How many of the lines below contain the string "panel"? Reply with the count alone.

▸ Materials provided
- - - -

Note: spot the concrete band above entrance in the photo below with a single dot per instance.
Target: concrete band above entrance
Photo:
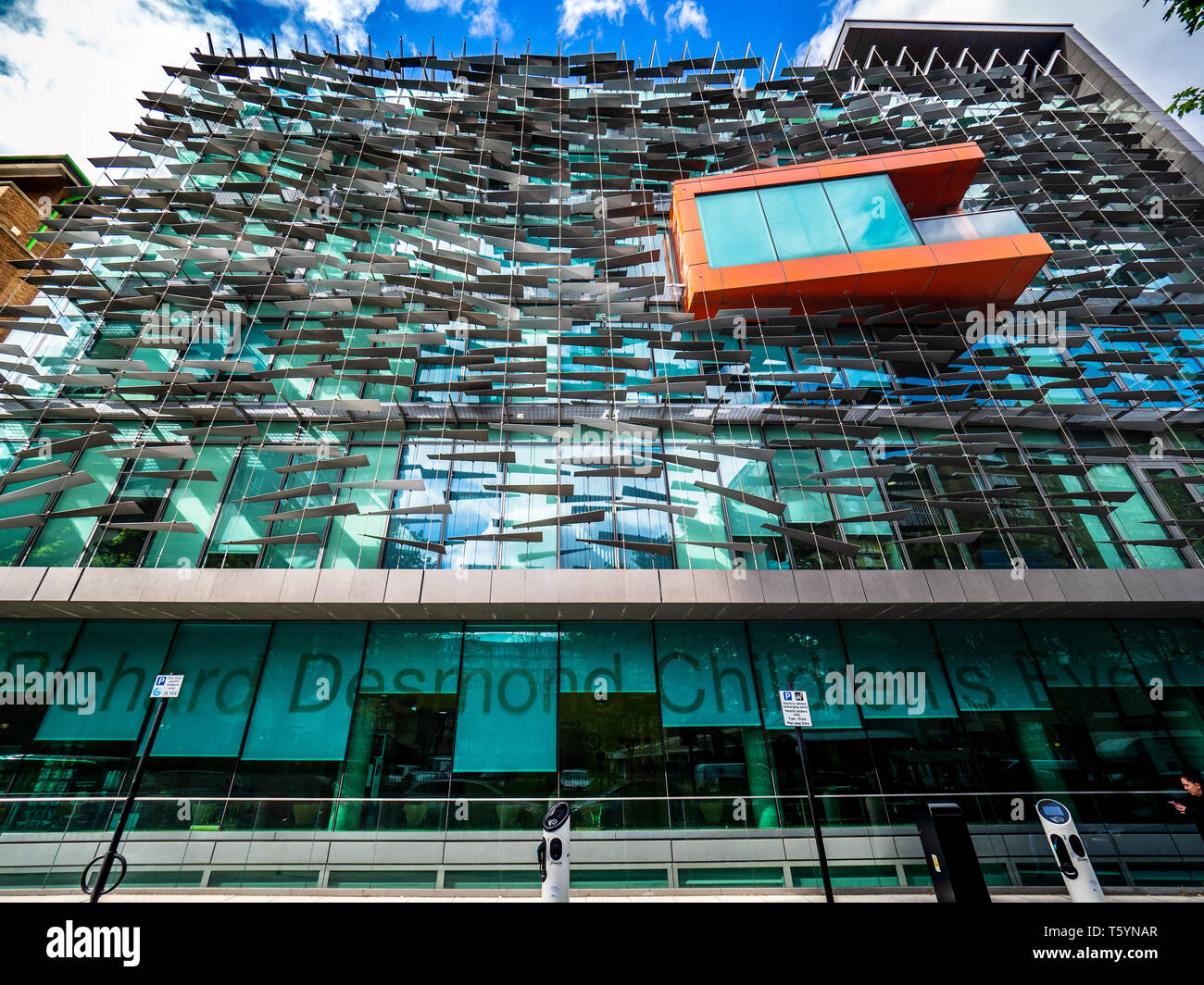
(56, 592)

- - - -

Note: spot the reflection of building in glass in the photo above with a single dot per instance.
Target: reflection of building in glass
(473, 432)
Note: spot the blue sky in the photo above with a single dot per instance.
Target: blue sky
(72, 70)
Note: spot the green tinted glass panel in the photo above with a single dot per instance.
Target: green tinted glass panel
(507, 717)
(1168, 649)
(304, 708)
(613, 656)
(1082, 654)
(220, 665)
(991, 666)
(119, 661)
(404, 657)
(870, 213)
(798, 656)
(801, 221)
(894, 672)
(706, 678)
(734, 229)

- - - -

▸ Task solution
2